===== Text section
This is an automated email from the ASF dual-hosted git repository.

vinoth pushed a commit to branch master
in repository https://gitbox.apache.org/repos/asf/hudi.git


The following commit(s) were added to refs/heads/master by this push:
     new ac23d25  [HUDI-1357] Added a check to validate records are not lost 
during merges. (#2216)
ac23d25 is described below

commit ac23d2587f58d2199535dea779925cec02304b2d
Author: Prashant Wason <[email protected]>
AuthorDate: Tue Dec 1 13:44:57 2020 -0800

    [HUDI-1357] Added a check to validate records are not lost during merges. 
(#2216)
    
    - Turned off by default
---
 .../org/apache/hudi/config/HoodieWriteConfig.java  | 15 +++++++
 .../java/org/apache/hudi/io/HoodieMergeHandle.java | 27 ++++++++++++
 .../TestHoodieClientOnCopyOnWriteStorage.java      | 49 ++++++++++++++++++++++
 .../org/apache/hudi/common/util/ParquetUtils.java  | 17 ++++++++
 .../hudi/io/storage/HoodieParquetReader.java       |  3 +-
 .../apache/hudi/common/util/TestParquetUtils.java  | 13 ++++++
 6 files changed, 122 insertions(+), 2 deletions(-)
==========
> Tasks
• 1. Update the stretch of the Hudi commit email from "- Turned off" through "insertions(+), 2 deletions(-)", with "Turned off by default" changed to "Turned on by default".
• 2. Write what would come next in the Hudi commit email after its last line.
The records that come next are separate material, unrelated to the Hudi commit email.
===== Dataset entries
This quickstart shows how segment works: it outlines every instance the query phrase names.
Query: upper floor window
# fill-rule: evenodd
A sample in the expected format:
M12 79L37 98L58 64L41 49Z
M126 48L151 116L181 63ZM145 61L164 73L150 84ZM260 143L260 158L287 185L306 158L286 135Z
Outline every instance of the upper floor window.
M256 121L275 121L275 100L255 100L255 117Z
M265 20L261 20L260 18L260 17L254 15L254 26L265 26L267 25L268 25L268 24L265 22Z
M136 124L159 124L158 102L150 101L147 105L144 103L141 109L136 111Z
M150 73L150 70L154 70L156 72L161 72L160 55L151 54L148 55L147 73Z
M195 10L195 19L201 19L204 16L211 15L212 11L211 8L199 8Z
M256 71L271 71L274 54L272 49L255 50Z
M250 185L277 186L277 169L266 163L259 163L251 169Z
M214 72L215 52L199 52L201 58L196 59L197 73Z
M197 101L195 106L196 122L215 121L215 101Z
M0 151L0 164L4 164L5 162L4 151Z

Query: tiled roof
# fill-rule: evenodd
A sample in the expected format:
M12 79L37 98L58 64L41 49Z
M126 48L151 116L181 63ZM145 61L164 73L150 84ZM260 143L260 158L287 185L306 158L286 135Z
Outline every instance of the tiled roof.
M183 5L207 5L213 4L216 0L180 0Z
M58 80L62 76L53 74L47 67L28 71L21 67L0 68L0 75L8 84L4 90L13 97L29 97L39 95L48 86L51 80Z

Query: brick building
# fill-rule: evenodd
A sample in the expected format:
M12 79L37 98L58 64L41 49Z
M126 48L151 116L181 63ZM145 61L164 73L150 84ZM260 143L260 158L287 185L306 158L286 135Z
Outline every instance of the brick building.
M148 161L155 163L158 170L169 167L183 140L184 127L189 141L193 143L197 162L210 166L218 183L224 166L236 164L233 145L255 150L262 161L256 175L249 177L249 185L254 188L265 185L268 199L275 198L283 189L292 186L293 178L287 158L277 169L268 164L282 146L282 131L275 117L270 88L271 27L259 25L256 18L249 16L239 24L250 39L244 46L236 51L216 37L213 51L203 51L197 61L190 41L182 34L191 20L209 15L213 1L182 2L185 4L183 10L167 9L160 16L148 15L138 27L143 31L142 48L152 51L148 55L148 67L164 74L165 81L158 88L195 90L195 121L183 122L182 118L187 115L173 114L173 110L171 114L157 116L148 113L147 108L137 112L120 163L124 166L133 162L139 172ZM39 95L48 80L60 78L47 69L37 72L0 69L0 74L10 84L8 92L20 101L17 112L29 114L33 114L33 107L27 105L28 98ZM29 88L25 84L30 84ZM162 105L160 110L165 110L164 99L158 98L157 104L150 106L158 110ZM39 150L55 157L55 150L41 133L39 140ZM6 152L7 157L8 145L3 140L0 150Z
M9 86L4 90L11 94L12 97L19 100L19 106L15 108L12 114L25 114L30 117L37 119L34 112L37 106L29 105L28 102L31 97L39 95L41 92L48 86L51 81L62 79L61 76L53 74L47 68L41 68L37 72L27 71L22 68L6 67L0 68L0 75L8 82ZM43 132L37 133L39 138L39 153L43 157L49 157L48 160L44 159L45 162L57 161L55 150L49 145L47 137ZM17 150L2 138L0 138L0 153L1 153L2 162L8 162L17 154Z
==========
> The results
• 1.
- Turned on by default
---
 .../org/apache/hudi/config/HoodieWriteConfig.java  | 15 +++++++
 .../java/org/apache/hudi/io/HoodieMergeHandle.java | 27 ++++++++++++
 .../TestHoodieClientOnCopyOnWriteStorage.java      | 49 ++++++++++++++++++++++
 .../org/apache/hudi/common/util/ParquetUtils.java  | 17 ++++++++
 .../hudi/io/storage/HoodieParquetReader.java       |  3 +-
 .../apache/hudi/common/util/TestParquetUtils.java  | 13 ++++++
 6 files changed, 122 insertions(+), 2 deletions(-)

• 2.
diff --git 
a/hudi-client/hudi-client-common/src/main/java/org/apache/hudi/config/HoodieWriteConfig.java
 
b/hudi-client/hudi-client-common/src/main/java/org/apache/hudi/config/HoodieWriteConfig.java
index 42d3e2b..b06f994 100644
--- 
a/hudi-client/hudi-client-common/src/main/java/org/apache/hudi/config/HoodieWriteConfig.java
+++ 
b/hudi-client/hudi-client-common/src/main/java/org/apache/hudi/config/HoodieWriteConfig.java
@@ -117,6 +117,10 @@ public class HoodieWriteConfig extends DefaultHoodieConfig 
{
   public static final String MAX_CONSISTENCY_CHECKS_PROP = 
"hoodie.consistency.check.max_checks";
   public static int DEFAULT_MAX_CONSISTENCY_CHECKS = 7;
 
+  // Data validation check performed during merges before actual commits
+  private static final String MERGE_DATA_VALIDATION_CHECK_ENABLED = 
"hoodie.merge.data.validation.enabled";
+  private static final String DEFAULT_MERGE_DATA_VALIDATION_CHECK_ENABLED = 
"false";
+
   /**
    * HUDI-858 : There are users who had been directly using RDD APIs and have 
relied on a behavior in 0.4.x to allow
    * multiple write operations (upsert/buk-insert/...) to be executed within a 
single commit.
@@ -282,6 +286,10 @@ public class HoodieWriteConfig extends DefaultHoodieConfig 
{
     return BulkInsertSortMode.valueOf(sortMode.toUpperCase());
   }
 
+  public boolean isMergeDataValidationCheckEnabled() {
+    return 
Boolean.parseBoolean(props.getProperty(MERGE_DATA_VALIDATION_CHECK_ENABLED));
+  }
+
   /**
    * compaction properties.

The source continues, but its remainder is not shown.